## Extract

The Observer also highlights a 2002 study it conducted in which the newspaper’s investigations revealed that Pace King was the fifth-highest paid executive of the 50 chapters they analyzed. Her current compensation package places her third among the nation’s 42 United Way chapters as noted by WCNC. These figures raise many questions, including to what extent should the level of fundraising be tied to CEO compensation? And if Denton defends Pace King’s salary on the basis of her fundraising, why is there no consistency in the pay rates of other UW CEOs who out-fundraised her?

So, what are the appropriate ratios to determine a ‘fair’ level of compensation for nonprofit executives? NCRP received a note defending UWCC, highlighting the small percentage of the UWCC budget that comprises Pace King’s compensation. Based on the organization’s 2006 990 form, according to the note, Pace King’s salary was 1.25 percent of her organization’s total operating budget. The writer compared this figure to NCRP’s 2006 990, which showed its executive director’s salary at 15.47 percent.

S/he raised a valid point for consideration in the discussion of what constitutes an appropriate level of compensation and what factors are considered to determine it. For example, while a CEO’s salary may only account for a fraction of an organization’s total budget, is there an absolute figure after which this statistic becomes irrelevant? What of the nonprofit operating with a very small budget that employs only one person who has the title of ‘CEO’? Surely this person’s compensation would comprise a significant proportion of her or his budget, perhaps even 50 percent, give the “multiple hats” the CEO wears in this scenario. In short, is the CEO’s salary as a percentage of the overall budget a valid measure to determine appropriate levels of compensation?

The author of the comment also pointed out that NCRP’s overhead costs in 2006 (17.1 percent) were higher than UWCC’s (13.6 percent). The rate and what constitutes overhead or administrative costs
[2] that keep an organization functional vary from organization to organization. It can cover not just staff salaries and benefits but also other costs that enable an organization to work and thrive, such as rent, technology infrastructure, staff training and unplanned program expenses. Moreover, the transaction costs of conducting business in different parts of the country make the local context far too important to ignore. Keeping a small nonprofit in the greater DC metropolitan area functional, paying employees competitive wages based on the local market and cost of living will affect a nonprofit’s overhead.

## Collected material
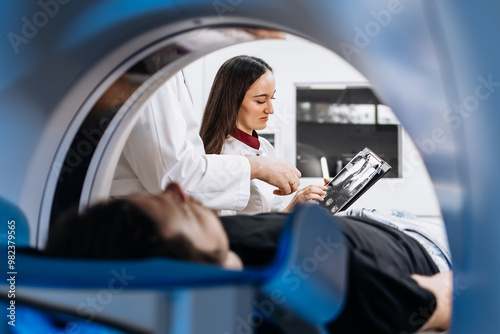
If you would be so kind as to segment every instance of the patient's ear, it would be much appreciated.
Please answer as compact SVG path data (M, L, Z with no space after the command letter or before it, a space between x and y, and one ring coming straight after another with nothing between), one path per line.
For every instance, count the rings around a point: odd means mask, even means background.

## Stated goal
Continue the discussion of nonprofit executive pay and overhead costs, starting right after its last sentence.

## Output
Finally, the comparison of NCRP with the UWCC assumes that a nonprofit that depends largely on foundation grants should have the same metrics for reasonable compensation as an organization that receives majority of its income from individual donors through workplace giving programs. If this is the case, then what about private foundations, which receive minimal, if any, contributions from individuals?

So how do we select the criteria that ought to determine appropriate levels of executive compensation? Is it realistic to expect foundations to account for local and regional variability in the costs of living when determining how much money to allocate for compensation? Is it fair for a nonprofit executive of an organization funded largely by individual as opposed to institutional grantmakers to disclose how much of the public’s contribution will go toward compensation versus the actual business of the nonprofit? The answers to all the above questions will certainly vary by organization, mission, strategy and personal values. If nothing else, the UWCC case highlights the need to discuss these difficult issues to ensure philanthropy serves the public good and not private interests.

[1] The salary figure was taken from the Chronicle of Philanthropy's 2007 survey.
[2] NCRP recognizes the importance of providing nonprofits with adequate general operating dollars to be truly effective in achieving their organizational missions. It has been urging foundations to increase funding general operations and provide more funding for administrative overhead costs in programmatic grants.

Niki Jagpal is research director at the National Committee for Responsive Philanthropy (NCRP).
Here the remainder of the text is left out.